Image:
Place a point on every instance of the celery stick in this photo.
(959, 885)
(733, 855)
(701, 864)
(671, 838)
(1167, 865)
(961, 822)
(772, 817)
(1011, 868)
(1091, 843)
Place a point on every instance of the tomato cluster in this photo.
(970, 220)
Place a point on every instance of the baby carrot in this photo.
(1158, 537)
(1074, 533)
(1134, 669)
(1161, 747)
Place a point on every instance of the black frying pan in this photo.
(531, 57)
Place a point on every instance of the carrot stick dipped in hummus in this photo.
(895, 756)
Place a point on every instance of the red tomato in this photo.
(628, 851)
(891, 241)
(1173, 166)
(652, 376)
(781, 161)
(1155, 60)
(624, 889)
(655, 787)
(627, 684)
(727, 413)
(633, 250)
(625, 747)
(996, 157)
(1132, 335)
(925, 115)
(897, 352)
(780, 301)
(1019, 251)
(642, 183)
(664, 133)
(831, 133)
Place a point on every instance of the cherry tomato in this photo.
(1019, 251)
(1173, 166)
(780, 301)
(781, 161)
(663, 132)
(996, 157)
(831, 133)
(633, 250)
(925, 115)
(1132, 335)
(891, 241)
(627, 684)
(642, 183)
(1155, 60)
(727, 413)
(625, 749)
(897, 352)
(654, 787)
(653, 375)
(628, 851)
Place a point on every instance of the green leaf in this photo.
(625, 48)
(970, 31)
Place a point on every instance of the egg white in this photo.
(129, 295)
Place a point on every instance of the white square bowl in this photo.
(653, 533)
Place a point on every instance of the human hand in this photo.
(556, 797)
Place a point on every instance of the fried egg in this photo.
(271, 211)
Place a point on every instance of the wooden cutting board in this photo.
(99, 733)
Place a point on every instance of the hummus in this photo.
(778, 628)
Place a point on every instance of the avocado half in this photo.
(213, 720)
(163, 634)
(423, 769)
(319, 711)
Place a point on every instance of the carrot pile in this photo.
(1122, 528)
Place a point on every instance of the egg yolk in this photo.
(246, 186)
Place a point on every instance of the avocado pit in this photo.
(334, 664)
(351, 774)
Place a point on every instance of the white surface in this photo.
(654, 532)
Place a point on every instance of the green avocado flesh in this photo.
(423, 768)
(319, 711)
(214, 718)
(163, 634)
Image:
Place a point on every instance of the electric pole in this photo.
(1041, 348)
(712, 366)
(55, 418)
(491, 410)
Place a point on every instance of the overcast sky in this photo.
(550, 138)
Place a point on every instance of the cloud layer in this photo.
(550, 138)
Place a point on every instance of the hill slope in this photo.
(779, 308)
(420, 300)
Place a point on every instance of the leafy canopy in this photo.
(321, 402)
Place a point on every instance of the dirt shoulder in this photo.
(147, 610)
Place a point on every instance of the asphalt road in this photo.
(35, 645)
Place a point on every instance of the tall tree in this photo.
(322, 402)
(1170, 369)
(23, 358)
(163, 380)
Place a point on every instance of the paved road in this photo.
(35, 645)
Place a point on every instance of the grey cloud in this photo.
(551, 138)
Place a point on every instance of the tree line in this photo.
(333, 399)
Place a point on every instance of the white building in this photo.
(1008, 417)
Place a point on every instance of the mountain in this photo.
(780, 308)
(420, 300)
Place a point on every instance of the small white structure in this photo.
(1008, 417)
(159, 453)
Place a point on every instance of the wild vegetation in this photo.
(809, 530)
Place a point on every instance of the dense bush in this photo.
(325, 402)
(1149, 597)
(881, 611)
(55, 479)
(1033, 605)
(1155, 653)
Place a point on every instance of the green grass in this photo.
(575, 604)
________________
WRITTEN TASK: Provide an exact reproduction of all the entries shown above.

COMPLETE OUTPUT:
Image:
Place a point on every instance of the celery stick in this photo.
(959, 885)
(733, 855)
(701, 864)
(671, 838)
(1167, 865)
(961, 822)
(772, 817)
(1011, 868)
(1091, 843)
Place a point on every instance of the tomato cluster in this photo.
(970, 220)
Place a point on every instance of the baby carrot in this photo.
(1158, 537)
(1074, 533)
(1134, 669)
(1161, 747)
Place a point on every instance of the black frying pan in this photo.
(531, 57)
Place a point on every instance of the carrot stick dipped in hummus in this photo.
(895, 756)
Place a point on every instance of the red tomato in this photo.
(628, 851)
(891, 241)
(1173, 166)
(652, 376)
(781, 161)
(1155, 60)
(624, 889)
(655, 787)
(627, 684)
(727, 413)
(633, 250)
(625, 747)
(996, 157)
(1132, 335)
(925, 115)
(897, 352)
(780, 301)
(1019, 251)
(642, 183)
(664, 133)
(831, 133)
Place a point on every instance of the cherry tomato in this photo.
(1019, 251)
(1173, 166)
(780, 301)
(781, 161)
(663, 132)
(996, 157)
(831, 133)
(633, 250)
(925, 115)
(1132, 335)
(891, 241)
(627, 684)
(642, 183)
(1155, 60)
(727, 413)
(625, 749)
(897, 352)
(654, 787)
(653, 375)
(628, 851)
Place a point on every instance of the green leaf in this photo.
(625, 48)
(970, 31)
Place a point on every instance of the egg white in this photo.
(129, 295)
Place a point on every instance of the white square bowl in this photo.
(653, 533)
Place a point on every instance of the human hand in this photo.
(556, 797)
Place a point on every instance of the fried egg in this photo.
(271, 211)
Place a point on every instance of the wooden cutting board in this photo.
(99, 733)
Place a point on every instance of the hummus in this photo.
(778, 628)
Place a point on every instance of the avocado half in this photo.
(213, 720)
(163, 634)
(423, 769)
(319, 711)
Place a point on every instance of the carrot pile in this photo.
(1122, 528)
Place a point on every instance of the egg yolk in this photo.
(246, 186)
Place a point on every instance of the avocado pit in this photo.
(334, 664)
(351, 774)
Place a point on every instance of the white surface in this photo.
(654, 532)
Place a point on every instance of the green avocado flesh in this photo.
(423, 768)
(319, 711)
(214, 718)
(163, 634)
Image:
Place a point on every instance of the electric pole in this photo.
(1041, 348)
(712, 366)
(55, 418)
(491, 410)
Place a point on every instance of the overcast sky in this photo.
(550, 138)
Place a point on every instance of the cloud layer in this photo.
(550, 138)
Place a point on every instance of the hill slope in this photo.
(779, 308)
(420, 300)
Place a point on every instance of the leafy canopy in this photo.
(321, 402)
Place a point on every instance of the dirt shoulder in this photo.
(147, 610)
Place a point on every instance of the asphalt road in this photo.
(35, 645)
Place a point on every instance of the tall tree in this photo.
(322, 402)
(1170, 369)
(23, 358)
(163, 380)
Place a point on every instance of the paved road in this photo.
(35, 645)
Place a point on every instance of the grey cloud in this photo.
(551, 138)
Place a point on every instance of the tree line in this photo.
(333, 399)
Place a point on every instance of the white building in this photo.
(1008, 417)
Place a point on every instance of the mountain in this photo.
(780, 308)
(420, 300)
Place a point on every instance of the small white structure in this photo.
(1008, 417)
(159, 453)
Place a point on every instance of the wild vegetation in this photo.
(809, 530)
Place a point on every instance of the dense bush in this photo.
(325, 402)
(1149, 597)
(881, 611)
(55, 479)
(1033, 605)
(1155, 653)
Place a point on every instance of the green grass in this photo.
(575, 604)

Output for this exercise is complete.